--- SOURCE INFORMATION ---
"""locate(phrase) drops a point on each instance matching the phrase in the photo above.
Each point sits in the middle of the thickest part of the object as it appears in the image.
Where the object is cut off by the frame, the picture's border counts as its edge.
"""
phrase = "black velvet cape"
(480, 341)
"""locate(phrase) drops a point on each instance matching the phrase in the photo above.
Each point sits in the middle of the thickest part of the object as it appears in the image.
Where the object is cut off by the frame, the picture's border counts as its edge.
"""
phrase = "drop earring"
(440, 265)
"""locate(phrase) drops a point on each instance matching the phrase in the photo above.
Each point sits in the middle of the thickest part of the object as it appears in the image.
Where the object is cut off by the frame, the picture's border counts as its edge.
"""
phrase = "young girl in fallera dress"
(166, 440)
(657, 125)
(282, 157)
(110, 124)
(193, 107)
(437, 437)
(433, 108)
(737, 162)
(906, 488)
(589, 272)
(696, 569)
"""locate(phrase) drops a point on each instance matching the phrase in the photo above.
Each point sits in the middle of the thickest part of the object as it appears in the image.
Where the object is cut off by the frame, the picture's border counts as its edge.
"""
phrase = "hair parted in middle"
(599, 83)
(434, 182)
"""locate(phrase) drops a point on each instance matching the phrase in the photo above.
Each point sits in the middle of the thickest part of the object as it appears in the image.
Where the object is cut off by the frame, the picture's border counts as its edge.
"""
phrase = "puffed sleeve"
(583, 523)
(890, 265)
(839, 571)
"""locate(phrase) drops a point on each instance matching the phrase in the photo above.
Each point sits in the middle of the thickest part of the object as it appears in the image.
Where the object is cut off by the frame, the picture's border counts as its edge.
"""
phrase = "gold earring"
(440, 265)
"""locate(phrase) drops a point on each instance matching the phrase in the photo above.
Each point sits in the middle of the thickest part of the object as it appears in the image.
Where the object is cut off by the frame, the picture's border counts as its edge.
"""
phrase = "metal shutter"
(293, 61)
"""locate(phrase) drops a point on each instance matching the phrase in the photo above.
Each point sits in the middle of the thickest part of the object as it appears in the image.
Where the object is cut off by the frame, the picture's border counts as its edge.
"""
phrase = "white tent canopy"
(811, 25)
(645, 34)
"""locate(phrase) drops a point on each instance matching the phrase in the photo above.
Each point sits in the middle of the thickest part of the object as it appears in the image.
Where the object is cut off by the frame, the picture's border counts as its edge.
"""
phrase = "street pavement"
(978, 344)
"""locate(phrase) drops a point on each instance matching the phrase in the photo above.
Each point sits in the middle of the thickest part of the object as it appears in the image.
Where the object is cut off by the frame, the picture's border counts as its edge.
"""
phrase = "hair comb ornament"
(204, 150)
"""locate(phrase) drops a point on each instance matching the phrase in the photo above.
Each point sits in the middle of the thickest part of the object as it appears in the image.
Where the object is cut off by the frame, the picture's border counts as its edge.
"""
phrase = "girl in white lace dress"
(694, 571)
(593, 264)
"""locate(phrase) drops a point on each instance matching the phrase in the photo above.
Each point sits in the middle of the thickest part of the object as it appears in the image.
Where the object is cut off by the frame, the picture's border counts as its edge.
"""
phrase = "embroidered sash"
---
- _ASSIGNMENT_:
Retype every entry word for word.

- _YOUR RESPONSE_:
"""locate(phrase) drops a point on each instance matching the phrase in the photo above.
Each point sits in the middle of the thickest part of the object as it appears in the image.
Where the object is cut off by the frame, the picture's border counts as its edge.
"""
phrase = "black velvet cape"
(480, 341)
"""locate(phrase) drops a point on each instance matching the phrase in the photo above.
Each point sits in the middle of the thickest part of the object as it appears in the image.
Where the object is cut off by the frame, the picture's border counts as its edge.
"""
phrase = "drop earring"
(440, 265)
"""locate(phrase) drops a point on each instance matching the phrase in the photo above.
Each point sits in the middle of the thickest part of the object as it appears in the image.
Where the object is cut off by the frame, the picture's border counts as its edge.
"""
phrase = "young girl in fallera dress"
(166, 440)
(657, 125)
(282, 157)
(110, 124)
(193, 107)
(437, 437)
(433, 108)
(737, 162)
(906, 488)
(589, 272)
(696, 569)
"""locate(phrase) drops a point on each instance matching the phrase in the photo above.
Each point sits in the middle of the thickest part of the object as it appears in the image.
Where the object is cut off by the frame, the picture's border counts as its edge.
"""
phrase = "hair parted in middle"
(599, 83)
(434, 182)
"""locate(phrase) drops a point on each instance matching the phrase in the photo above.
Each point sits in the middle of the thickest part of the object as it appears in the image.
Where the object is cut off by the frame, the picture's border counts as its edge.
"""
phrase = "puffed sleeve"
(583, 523)
(890, 265)
(839, 571)
"""locate(phrase) drops a point on each instance matching the phrase in the photo above.
Each point sits in the middle of the thickest part of the object as it appears in the image.
Where the object is cut off by the frame, the picture's border counts as its edge.
"""
phrase = "gold earring"
(440, 265)
"""locate(phrase) drops a point on each instance matching the phrase in the photo above.
Each point sits in the middle of the thickest part of the object as it appears in the image.
Where the object is cut off by the frame, the picture's border counts as its edge.
"""
phrase = "metal shutter"
(293, 61)
"""locate(phrase) drops a point on each instance matching the phrase in the photo above.
Each point sits in the middle of the thickest part of the object as it appears in the image.
Where the object is cut off by the frame, the picture's border counts as its edge.
"""
phrase = "white tent canopy"
(811, 25)
(645, 34)
"""locate(phrase) drops a point on each instance matching the phrase in the photo above.
Each point sits in the middle of the thickest part of the object as it appears in the image.
Where the object is cut off by the frame, the picture's border counts as its edge.
"""
phrase = "street pavement"
(978, 344)
"""locate(phrase) drops a point on each instance matching the phrase in the photo above.
Each point sits in the middle of the thickest part of the object as it appears in the image.
Where the object is cut off by the frame, the picture's border counts as its edge.
"""
phrase = "hair comb ornament"
(204, 150)
"""locate(phrase) drops a point on each instance matching the phrase in the photo above.
Each point sits in the middle of the thickest part of the object as it appears in the image.
Where the object is cut off by the frame, the picture's border counts as its edge.
"""
phrase = "girl in white lace dress"
(694, 571)
(593, 264)
"""locate(phrase) drops a point on each instance matching the phrase in the photo above.
Each point sits in the middle of the thickest part of the object as it appears in the image.
Where the object is cut off by the frame, the picture's border counts as its edge.
"""
phrase = "embroidered sash"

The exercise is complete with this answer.